**Exercise goal**
Write out the passage of the settlement programs text from "Funds are provided to recruit, train, match" up to and including "to community life.".

**Source**
•••••

Through the Immigrant Settlement and Adaptation Program (ISAP), funds are provided to deliver direct and essential services to newcomers. These services include reception and orientation, translation and interpretation, referral to community resources, para-professional counselling, general information and employment-related services.

ISAP also funds projects designed to complement or improve the delivery of settlement services. These include research projects on settlement and immigration integration, seminars and conferences to share information about settlement and integration activities, and training of ISAP-supported agency staff.

HOST PROGRAM

Funds are provided to recruit, train, match and monitor volunteers (individuals and groups) who help newcomers to adapt, settle and integrate into Canadian life.

The Host program is typical of the "two-way street" approach to immigrant integration, helping to establish friendships between newcomers and resident Canadians. It gives newcomers a friend who is familiar with Canadian ways to teach them about available services and how to use them, work with them to practise English or French, get employment contacts and participate in community activities. In return, Host volunteers make new friends, learn about other cultures and contribute to community life.

•••••

**Data shown**
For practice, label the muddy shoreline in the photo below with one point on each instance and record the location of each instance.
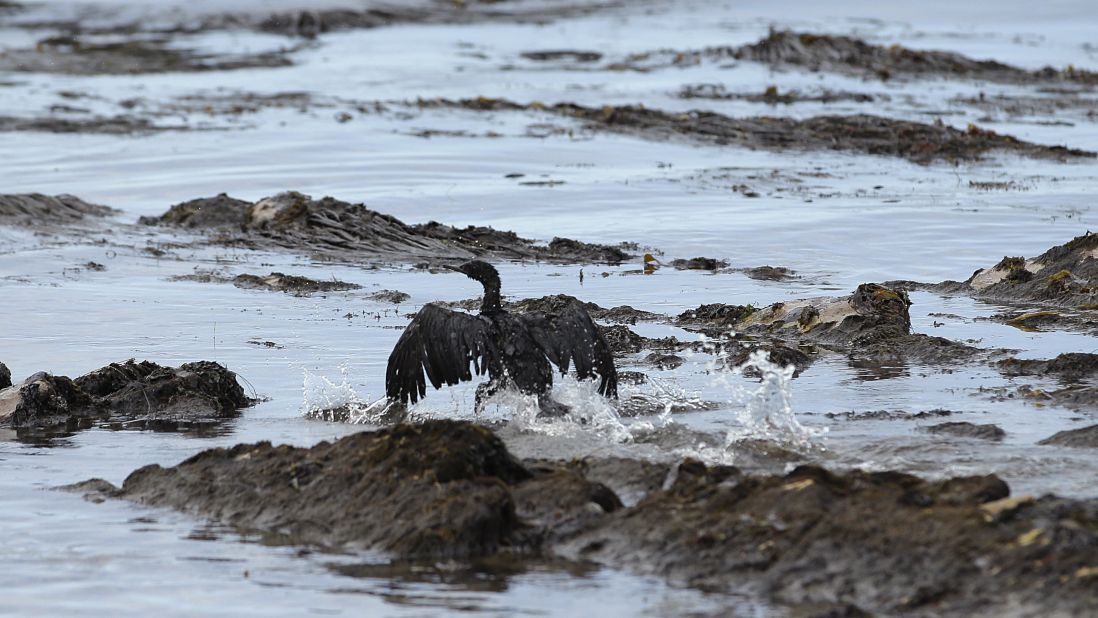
(450, 490)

•••••

**Solution to this problem**
Funds are provided to recruit, train, match and monitor volunteers (individuals and groups) who help newcomers to adapt, settle and integrate into Canadian life.

The Host program is typical of the "two-way street" approach to immigrant integration, helping to establish friendships between newcomers and resident Canadians. It gives newcomers a friend who is familiar with Canadian ways to teach them about available services and how to use them, work with them to practise English or French, get employment contacts and participate in community activities. In return, Host volunteers make new friends, learn about other cultures and contribute to community life.